Able to poke fun at himself, Haim made a cameo appearance in David Spade's Dickie Roberts: Former Child Star, a film about a former child star, which included an array of actual former child stars, including Feldman. Haim also appeared in spoof horror movie The Back Lot Murders. In 2002, he guest-starred as himself in an episode of the Canadian television series Big Wolf on Campus. Haim was the subject of a 2004 song by the Irish band The Thrills called "Whatever Happened to Corey Haim?"

===The Two Coreys and final years===

In 2006, Haim was ranked #8 on VH1's list of the Greatest Teen Stars. In December 2006, Haim began taping a reality show titled The Two Coreys, which reunited him with Feldman. Both were credited as executive producers, and had a measure of creative input. The show premiered on the A&E Network on July 29, 2007, with a second season starting on June 22, 2008. At its advent, Haim bought himself and Feldman matching Tiffany rings. The show's premise revolved around Haim living in Feldman's house with Feldman and Feldman's wife while trying to get his career back on track. The dynamics of the threesome were conceived in the style of the film You, Me and Dupree. Footage showed the ravages of Haim's habit on his body, and his appearance was unrecognizable. Although acknowledged as partially scripted, the show eventually took on a darker life of its own after Haim relapsed and his prescription drug abuse became apparent.

In one of the darkest moments of The Two Coreys, Haim told Feldman that he had been sexually abused at the age of 14 by one of Feldman's acquaintances. Declining to identify his molester (a 42-year-old man), Haim said that the abuse had continued for two years with Feldman's knowledge. This disclosure led to a further rift between Haim and Feldman, and the show continued to expose the darker side of their lives as teen stars. The disintegrating relationship between the former best friends prompted a six-month hiatus before the second season. Haim was nominated for a Viewer's Choice Award at the 22nd Annual Gemini Awards in Canada for his role in the show.

# Data

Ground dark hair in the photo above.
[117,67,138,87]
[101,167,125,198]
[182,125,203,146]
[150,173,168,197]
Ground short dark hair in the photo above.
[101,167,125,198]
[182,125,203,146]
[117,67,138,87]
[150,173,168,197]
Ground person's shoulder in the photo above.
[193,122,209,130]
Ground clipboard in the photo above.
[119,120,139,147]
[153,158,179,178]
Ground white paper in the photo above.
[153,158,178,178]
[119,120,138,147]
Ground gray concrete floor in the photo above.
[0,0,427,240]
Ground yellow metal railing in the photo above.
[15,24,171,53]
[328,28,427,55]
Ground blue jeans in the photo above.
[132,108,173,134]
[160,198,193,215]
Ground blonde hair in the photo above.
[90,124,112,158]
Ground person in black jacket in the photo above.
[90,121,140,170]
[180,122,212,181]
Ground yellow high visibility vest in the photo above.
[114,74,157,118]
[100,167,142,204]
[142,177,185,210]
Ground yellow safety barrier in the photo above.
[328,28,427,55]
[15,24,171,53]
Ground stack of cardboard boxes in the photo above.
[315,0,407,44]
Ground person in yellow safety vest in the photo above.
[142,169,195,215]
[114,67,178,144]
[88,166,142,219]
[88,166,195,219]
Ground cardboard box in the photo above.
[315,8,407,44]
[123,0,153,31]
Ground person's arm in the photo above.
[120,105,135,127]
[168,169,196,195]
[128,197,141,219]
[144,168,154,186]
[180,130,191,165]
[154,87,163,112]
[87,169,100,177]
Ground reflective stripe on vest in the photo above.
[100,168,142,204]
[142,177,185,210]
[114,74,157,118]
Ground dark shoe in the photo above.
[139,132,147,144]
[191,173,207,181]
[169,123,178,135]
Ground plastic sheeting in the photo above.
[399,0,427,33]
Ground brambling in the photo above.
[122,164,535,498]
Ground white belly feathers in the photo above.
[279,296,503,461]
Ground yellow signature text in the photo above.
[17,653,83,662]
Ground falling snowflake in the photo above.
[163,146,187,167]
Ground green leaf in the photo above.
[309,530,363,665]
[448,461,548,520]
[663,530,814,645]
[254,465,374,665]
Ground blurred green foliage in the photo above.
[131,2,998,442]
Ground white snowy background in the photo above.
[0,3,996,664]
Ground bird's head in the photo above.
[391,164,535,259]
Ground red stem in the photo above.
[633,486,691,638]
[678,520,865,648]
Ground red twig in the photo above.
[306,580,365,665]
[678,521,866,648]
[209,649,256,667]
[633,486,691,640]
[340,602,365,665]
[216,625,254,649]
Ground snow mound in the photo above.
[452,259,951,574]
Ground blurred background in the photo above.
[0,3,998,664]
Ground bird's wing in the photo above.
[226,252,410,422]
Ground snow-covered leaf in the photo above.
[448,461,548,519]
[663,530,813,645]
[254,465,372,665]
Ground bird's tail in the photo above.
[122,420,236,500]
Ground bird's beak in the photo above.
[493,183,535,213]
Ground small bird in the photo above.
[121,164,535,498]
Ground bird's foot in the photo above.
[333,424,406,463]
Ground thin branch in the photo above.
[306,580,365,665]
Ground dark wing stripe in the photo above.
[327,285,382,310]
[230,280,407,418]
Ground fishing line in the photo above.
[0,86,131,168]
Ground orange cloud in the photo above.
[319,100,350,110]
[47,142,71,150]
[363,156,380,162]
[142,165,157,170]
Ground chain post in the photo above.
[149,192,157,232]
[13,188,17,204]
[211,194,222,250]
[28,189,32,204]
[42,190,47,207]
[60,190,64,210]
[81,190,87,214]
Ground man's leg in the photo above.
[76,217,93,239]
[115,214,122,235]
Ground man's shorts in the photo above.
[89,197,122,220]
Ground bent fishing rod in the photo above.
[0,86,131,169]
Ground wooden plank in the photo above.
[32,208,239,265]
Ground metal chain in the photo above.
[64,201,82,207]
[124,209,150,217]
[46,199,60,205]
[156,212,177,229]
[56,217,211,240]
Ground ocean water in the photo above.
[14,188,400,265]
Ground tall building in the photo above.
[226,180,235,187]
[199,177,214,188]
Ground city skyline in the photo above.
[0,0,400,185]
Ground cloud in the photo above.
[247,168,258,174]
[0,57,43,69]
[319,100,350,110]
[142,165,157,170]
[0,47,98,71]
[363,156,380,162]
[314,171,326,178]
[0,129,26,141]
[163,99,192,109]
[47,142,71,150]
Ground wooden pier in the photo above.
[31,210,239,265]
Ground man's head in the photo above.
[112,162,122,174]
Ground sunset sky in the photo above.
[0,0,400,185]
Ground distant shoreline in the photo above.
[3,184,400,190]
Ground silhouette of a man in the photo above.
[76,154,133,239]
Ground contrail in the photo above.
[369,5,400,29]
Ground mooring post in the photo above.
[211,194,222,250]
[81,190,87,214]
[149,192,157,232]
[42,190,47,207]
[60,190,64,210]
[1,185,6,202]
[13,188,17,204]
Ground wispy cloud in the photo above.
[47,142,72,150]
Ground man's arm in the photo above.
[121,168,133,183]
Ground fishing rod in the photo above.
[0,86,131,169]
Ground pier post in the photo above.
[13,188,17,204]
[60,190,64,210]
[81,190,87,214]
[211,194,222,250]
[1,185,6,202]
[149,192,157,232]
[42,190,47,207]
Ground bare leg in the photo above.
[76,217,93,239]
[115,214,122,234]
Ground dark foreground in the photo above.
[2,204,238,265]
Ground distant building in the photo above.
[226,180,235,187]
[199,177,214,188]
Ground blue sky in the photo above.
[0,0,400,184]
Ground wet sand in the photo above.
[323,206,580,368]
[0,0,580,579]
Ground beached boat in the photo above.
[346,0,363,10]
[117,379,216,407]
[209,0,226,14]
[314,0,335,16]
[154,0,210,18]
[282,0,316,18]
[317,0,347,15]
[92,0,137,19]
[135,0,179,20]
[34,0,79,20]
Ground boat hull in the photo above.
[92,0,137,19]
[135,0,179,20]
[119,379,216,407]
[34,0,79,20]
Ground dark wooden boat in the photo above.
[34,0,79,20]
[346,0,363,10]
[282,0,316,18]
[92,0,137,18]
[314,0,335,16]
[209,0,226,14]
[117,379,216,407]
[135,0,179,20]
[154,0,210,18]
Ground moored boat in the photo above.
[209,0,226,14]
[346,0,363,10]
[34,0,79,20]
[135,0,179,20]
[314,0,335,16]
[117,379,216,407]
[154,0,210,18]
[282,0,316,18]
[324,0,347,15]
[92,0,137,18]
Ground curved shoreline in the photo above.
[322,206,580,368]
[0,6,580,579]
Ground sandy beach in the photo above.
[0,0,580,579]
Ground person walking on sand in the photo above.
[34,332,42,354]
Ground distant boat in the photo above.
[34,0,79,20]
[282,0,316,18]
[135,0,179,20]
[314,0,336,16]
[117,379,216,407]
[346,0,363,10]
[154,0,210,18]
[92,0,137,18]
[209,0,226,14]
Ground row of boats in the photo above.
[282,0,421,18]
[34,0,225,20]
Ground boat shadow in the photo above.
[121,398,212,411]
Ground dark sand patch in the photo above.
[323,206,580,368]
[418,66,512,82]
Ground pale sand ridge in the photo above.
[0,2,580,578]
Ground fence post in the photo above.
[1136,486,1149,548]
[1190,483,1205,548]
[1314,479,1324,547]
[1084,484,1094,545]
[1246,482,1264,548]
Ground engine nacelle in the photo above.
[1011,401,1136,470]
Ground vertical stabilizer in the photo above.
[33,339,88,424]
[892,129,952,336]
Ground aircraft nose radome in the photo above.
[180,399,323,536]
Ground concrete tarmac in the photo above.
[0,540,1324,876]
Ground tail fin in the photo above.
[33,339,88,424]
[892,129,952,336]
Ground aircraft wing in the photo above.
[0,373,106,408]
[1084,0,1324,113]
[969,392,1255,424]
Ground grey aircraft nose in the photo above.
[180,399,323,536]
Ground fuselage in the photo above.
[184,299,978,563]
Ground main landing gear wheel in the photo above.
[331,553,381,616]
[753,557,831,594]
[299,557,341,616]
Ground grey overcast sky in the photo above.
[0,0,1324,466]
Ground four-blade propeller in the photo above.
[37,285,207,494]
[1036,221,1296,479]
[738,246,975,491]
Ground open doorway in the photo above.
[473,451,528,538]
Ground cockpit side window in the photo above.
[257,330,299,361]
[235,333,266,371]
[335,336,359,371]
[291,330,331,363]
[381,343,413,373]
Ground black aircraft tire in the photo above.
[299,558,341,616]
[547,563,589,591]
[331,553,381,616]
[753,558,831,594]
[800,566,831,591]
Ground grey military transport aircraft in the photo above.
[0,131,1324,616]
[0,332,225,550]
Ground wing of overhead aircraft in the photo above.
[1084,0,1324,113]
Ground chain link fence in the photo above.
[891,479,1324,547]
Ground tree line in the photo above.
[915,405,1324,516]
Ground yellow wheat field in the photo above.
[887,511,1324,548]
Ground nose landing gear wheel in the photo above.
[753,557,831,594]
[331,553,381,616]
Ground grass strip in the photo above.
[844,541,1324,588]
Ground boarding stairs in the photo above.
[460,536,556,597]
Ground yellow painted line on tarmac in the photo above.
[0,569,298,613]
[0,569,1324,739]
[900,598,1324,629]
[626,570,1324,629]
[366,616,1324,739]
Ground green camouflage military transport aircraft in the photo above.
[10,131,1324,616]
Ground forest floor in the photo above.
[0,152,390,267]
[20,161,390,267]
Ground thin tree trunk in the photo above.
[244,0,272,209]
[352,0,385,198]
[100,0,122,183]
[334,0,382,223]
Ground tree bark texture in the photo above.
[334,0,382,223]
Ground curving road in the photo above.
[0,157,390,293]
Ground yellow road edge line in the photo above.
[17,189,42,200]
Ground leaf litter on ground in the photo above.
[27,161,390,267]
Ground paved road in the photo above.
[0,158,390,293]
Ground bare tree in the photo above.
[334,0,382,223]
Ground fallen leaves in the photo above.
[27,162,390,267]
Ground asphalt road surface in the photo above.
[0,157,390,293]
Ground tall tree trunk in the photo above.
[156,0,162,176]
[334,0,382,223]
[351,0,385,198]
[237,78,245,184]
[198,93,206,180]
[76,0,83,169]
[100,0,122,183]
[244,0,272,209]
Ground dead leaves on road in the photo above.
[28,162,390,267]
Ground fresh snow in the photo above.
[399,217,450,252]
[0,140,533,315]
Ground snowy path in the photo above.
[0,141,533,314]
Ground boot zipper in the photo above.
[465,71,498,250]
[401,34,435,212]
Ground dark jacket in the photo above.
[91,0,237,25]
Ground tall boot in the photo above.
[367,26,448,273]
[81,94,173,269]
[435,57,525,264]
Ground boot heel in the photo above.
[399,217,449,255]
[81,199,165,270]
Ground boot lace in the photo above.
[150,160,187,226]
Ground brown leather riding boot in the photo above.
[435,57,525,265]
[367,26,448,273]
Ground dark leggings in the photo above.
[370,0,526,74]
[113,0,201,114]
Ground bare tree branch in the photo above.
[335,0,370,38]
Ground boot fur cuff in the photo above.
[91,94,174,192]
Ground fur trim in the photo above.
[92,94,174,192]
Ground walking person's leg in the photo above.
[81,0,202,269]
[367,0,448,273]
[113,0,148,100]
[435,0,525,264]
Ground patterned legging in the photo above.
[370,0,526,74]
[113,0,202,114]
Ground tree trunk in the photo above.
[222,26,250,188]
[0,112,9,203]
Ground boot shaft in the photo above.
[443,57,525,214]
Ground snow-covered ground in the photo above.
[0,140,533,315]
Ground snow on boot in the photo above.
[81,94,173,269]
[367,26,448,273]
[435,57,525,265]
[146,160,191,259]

# Complete the following
• 1. Sum up the Corey Haim passage in three sentences.
• 2. Resume the Corey Haim passage from the point where it stops.
The entries come from a different source than the Corey Haim passage.

# Results for each task
• 1. Showing he could poke fun at himself, Haim made a cameo in Dickie Roberts: Former Child Star and appeared in The Back Lot Murders and, as himself, in Big Wolf on Campus. In December 2006 he began taping The Two Coreys, a reality show that reunited him with Feldman and that took a darker turn after Haim relapsed and his prescription drug abuse became apparent. On the show Haim told Feldman he had been sexually abused at 14 by one of Feldman's acquaintances, a disclosure that widened the rift between them, and their disintegrating relationship prompted a six-month hiatus before the second season.

• 2.
On February 7, 2008, Haim ran a paid advertisement in the Hollywood trade publication Variety with a full-page photo, stating: "This is not a stunt. I'm back. I'm ready to work. I'm ready to make amends". In February 2008, filming commenced in Vancouver for Lost Boys: The Tribe, a direct-to-DVD sequel featuring few of the original cast. Haim wept when he was told on-camera that there was no role for him in the film. He later was scheduled to film a cameo appearance, but turned up on the set obviously under the influence and was unable to remember his lines. A&E canceled The Two Coreys midway through its second season in July 2008.

Amid the Two Coreys' well-publicized estrangement came unconfirmed reports that Warner Bros. planned to release a Lost Boys 3—with their characters facing off. Feldman was confirmed to star in and act as executive producer of Lost Boys: The Thirst. In July 2008, Haim completed filming on the gambling comedy Shark City in Toronto with Vivica A. Fox, Carlo Rota and David Phillips. Haim and G Tom Mac developed an idea for a reality show called Lost Boy Found, documenting Haim's addiction and recovery through music at Mac's studio, where he had been given a place to stay. Mac pledged that if Haim stayed clean, he would allow him to come on tour and perform with him. A pilot was filmed, but the show was not picked up.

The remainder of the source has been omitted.